The LLM 1930s cutoff had already been tried a few times, but they always insisted on invading Poland.

[-]

Voxandr@reddit

lol

[-]

woadwarrior@reddit

Evidently, there are some temporal data leaks in its training corpus.

[-]

SubstanceNo2290@reddit

How on earth are you gonna ensure it isn’t contaminated or the material was edited after 1940

[-]

VeganBigMac@reddit

The talk a bit about it in the article.

[-]

Yorn2@reddit

Oh man, hook something like this up with a TTS designed to speak in a "Mid-Atlantic" (think old time newscasters reporting on WWII in American English) accent and you have a great new news app idea to wake up to.

[-]

vox-deorum@reddit

The instruction tuning part is prone to contamination. So even if someone invents something 1960s with this model can’t prove much.

[-]

PhlarnogularMaqulezi@reddit

This sounds fascinating af. Keeping my eyes peeled for a GGUF to pop up.

A Q6 quant would probably fit my laptop's 16GB of VRAM, based on models similar in size.

**Record excerpts**

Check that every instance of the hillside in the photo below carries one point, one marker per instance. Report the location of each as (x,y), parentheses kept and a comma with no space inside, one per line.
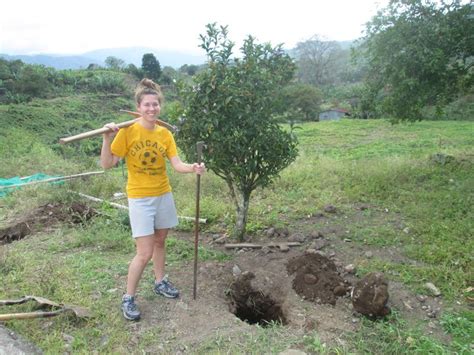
(131,55)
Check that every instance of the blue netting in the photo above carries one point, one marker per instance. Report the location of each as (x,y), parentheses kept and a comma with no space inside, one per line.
(16,182)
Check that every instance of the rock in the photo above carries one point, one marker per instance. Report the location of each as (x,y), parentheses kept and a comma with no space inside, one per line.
(282,232)
(433,289)
(370,295)
(316,235)
(329,209)
(340,290)
(421,298)
(270,232)
(310,279)
(236,270)
(319,244)
(297,237)
(368,254)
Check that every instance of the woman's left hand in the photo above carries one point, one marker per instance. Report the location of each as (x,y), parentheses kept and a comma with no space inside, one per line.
(199,168)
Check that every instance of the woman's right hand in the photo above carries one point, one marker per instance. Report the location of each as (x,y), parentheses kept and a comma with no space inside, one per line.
(112,130)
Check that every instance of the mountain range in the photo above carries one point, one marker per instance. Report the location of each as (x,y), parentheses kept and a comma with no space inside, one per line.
(130,55)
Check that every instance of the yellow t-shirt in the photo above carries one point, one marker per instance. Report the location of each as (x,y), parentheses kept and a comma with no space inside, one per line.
(145,152)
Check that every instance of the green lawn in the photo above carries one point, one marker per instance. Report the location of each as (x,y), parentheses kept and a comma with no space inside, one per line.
(393,167)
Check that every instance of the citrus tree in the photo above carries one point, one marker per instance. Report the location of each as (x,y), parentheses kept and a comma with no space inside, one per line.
(230,107)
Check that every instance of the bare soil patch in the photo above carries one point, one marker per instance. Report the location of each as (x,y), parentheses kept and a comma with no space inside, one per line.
(304,288)
(44,218)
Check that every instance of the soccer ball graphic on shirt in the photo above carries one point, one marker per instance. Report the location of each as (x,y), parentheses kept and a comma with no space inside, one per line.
(148,157)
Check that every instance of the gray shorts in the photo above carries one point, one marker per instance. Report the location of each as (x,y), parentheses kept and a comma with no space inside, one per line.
(150,213)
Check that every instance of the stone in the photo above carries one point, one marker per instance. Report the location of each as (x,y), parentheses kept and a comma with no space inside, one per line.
(340,290)
(297,237)
(370,295)
(350,269)
(310,279)
(433,289)
(329,209)
(236,270)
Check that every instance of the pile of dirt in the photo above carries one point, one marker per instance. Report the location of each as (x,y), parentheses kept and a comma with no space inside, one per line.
(44,217)
(370,295)
(253,304)
(316,278)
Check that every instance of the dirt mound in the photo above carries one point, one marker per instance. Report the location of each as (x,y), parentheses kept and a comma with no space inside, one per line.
(45,217)
(316,278)
(254,305)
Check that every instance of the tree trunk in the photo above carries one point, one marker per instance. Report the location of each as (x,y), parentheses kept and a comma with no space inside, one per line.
(242,201)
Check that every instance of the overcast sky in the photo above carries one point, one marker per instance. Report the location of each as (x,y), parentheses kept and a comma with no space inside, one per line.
(75,27)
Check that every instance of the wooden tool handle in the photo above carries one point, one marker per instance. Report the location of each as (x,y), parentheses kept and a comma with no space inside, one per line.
(95,132)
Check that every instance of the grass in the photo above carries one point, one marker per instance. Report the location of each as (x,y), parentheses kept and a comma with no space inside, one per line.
(389,167)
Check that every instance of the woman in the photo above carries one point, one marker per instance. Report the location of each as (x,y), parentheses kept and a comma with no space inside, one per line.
(145,146)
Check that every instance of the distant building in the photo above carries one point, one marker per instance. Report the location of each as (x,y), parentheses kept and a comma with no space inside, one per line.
(333,114)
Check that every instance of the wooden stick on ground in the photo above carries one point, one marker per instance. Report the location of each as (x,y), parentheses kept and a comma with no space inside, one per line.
(123,207)
(258,246)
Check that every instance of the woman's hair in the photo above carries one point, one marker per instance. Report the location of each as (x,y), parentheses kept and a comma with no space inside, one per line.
(148,87)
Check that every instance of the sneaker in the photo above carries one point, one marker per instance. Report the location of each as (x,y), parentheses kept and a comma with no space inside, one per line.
(130,308)
(165,288)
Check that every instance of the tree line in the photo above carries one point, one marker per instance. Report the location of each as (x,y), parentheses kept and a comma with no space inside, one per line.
(234,103)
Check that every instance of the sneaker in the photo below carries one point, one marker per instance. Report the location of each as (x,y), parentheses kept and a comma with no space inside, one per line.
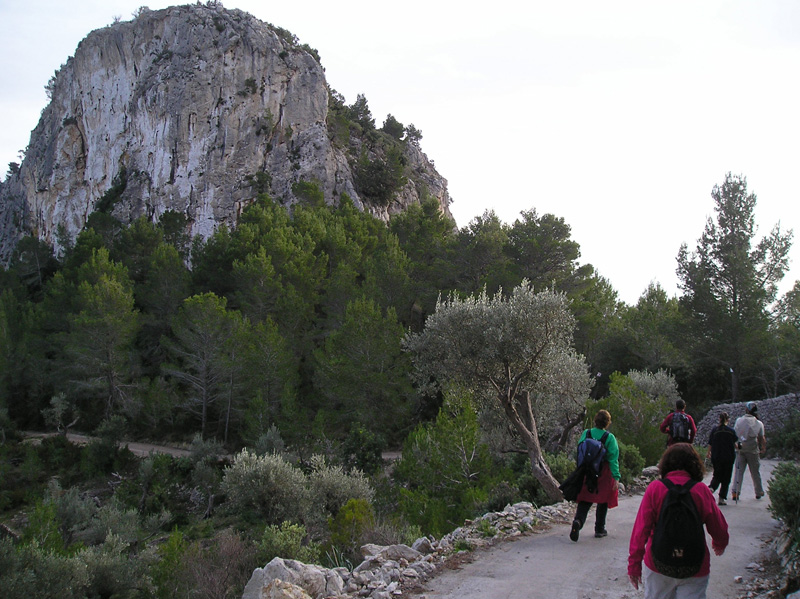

**About this task**
Write the next part of the forum thread about the language model with a 1930s cutoff, starting after its final comment.

**Result of the task**
[-]

toothpastespiders@reddit

Seems like one of the more interesting projects that I've seen in a while. I love that they're providing the base model too. And their future plans also seem solid. The model seems shockingly competent given the low amount of training data. Tossed a few questions at it regarding choices that would be ideal for specific historical times and places and I felt the results were passable if not ideal. That's really praise rather than criticism though. I'm mostly just impressed that it's working as well as it has from the couple quick off the top of my head tests. Sadly, machine readable data from publications of the time isn't as common as a lot of people would assume.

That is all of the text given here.